** Start of Supplied information **

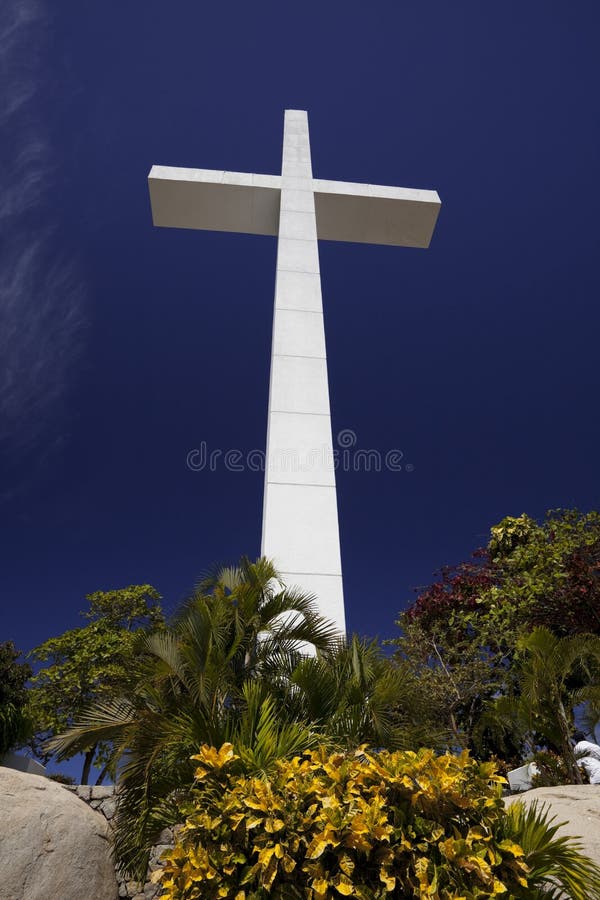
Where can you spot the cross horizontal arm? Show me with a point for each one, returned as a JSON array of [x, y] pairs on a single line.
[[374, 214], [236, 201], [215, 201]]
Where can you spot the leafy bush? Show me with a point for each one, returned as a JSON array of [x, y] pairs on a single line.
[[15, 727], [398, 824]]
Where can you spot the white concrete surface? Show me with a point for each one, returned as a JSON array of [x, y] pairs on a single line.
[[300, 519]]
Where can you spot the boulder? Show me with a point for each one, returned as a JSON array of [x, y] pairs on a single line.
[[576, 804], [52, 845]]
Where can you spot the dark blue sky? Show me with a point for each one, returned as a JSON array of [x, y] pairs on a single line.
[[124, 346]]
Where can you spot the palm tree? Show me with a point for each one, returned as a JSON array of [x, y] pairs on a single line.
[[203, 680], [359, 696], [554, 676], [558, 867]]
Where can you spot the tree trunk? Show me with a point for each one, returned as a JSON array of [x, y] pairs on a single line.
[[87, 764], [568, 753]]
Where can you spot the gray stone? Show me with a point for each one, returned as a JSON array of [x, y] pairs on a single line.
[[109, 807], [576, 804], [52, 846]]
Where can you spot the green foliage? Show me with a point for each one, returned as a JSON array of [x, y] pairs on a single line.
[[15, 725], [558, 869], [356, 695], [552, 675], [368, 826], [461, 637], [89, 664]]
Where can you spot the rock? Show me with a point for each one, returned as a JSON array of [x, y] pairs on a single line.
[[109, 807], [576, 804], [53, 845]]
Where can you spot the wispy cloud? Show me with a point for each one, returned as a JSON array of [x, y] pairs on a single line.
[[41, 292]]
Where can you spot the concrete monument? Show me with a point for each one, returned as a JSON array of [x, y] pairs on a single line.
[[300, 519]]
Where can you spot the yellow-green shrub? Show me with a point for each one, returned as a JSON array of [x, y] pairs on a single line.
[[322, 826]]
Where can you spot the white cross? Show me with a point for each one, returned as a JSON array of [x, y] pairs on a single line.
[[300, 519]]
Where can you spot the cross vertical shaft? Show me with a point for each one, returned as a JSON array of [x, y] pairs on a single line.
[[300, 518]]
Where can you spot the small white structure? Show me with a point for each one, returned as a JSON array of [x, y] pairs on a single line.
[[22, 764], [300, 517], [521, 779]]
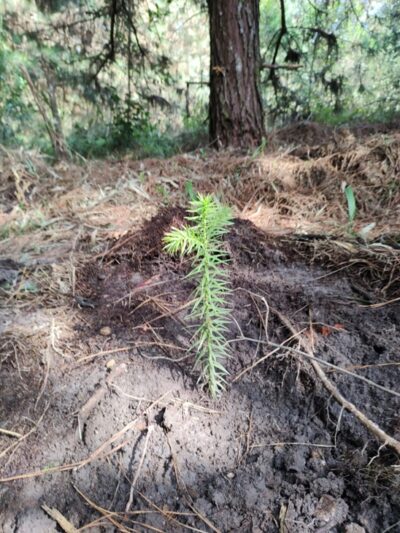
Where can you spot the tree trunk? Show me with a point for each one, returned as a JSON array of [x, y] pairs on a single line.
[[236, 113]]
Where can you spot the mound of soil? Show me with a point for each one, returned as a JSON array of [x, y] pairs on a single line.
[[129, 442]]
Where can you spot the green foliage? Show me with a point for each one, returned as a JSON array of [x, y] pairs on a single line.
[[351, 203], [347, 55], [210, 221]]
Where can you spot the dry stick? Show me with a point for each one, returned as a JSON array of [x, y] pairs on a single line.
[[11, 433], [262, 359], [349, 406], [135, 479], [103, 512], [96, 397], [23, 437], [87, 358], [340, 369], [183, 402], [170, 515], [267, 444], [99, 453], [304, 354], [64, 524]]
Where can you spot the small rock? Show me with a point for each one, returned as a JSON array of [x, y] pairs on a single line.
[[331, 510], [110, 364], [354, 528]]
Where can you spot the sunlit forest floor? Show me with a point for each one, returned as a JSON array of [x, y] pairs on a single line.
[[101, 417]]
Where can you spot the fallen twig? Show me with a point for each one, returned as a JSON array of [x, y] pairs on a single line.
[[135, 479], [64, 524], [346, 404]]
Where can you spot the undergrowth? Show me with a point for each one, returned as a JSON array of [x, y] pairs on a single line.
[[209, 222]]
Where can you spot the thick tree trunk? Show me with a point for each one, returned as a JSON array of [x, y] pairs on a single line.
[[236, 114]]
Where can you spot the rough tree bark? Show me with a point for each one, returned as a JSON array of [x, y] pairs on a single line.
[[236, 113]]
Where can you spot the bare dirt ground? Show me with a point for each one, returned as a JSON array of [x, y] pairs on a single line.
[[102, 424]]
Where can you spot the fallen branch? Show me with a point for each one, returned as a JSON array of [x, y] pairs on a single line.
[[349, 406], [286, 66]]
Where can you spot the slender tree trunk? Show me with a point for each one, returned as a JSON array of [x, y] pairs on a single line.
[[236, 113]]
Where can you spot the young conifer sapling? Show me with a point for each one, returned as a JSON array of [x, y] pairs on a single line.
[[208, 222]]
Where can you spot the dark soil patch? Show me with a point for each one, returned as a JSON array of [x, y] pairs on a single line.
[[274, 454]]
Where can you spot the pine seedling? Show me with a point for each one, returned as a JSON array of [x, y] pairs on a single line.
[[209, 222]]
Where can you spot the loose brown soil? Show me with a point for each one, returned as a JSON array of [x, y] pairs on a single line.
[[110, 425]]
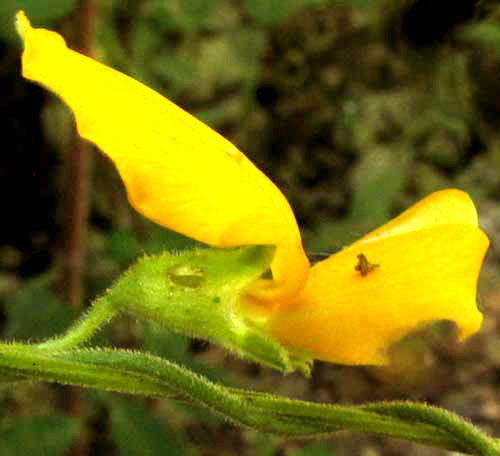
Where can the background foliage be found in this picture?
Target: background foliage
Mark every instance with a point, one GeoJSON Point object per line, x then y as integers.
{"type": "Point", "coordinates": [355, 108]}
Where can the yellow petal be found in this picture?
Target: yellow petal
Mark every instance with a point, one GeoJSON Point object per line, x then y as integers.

** End of Supplied information **

Render the listing from the line with "Where can you spot the sunlit" up to and including the line with "[[102, 424]]" as a two-column CSV with headers "request" and "answer". Each request goes on its own row, with its text and its answer each in a single quoted field and line breaks replaced by spaces.

request,answer
"Where can you spot the sunlit forest floor? Show me with a point for each one, returned as a JSON array of [x, y] pairs on a single line.","[[101, 417]]"
"Where can you spot the fallen twig? Show me with a point for each one, returned as a JSON array of [x, y] pairs on a single line.","[[135, 479], [64, 524], [346, 404]]"
"Where can you spot the undergrowth? Show me with a point for each one, returned as a JSON array of [x, y] pairs on a single line.","[[209, 222]]"
"Where can you spot the thick tree trunk? Show me with a point for each one, returned as a JSON array of [x, y] pairs on a single line.","[[236, 114]]"
"Where can you spot the rough tree bark? Show me with a point for each one, returned as a JSON array of [x, y] pairs on a single line.","[[236, 113]]"
"Where can you spot the bare dirt ground? Show me with a point for each one, returned as a JSON array of [x, y] pairs on a single line.","[[102, 424]]"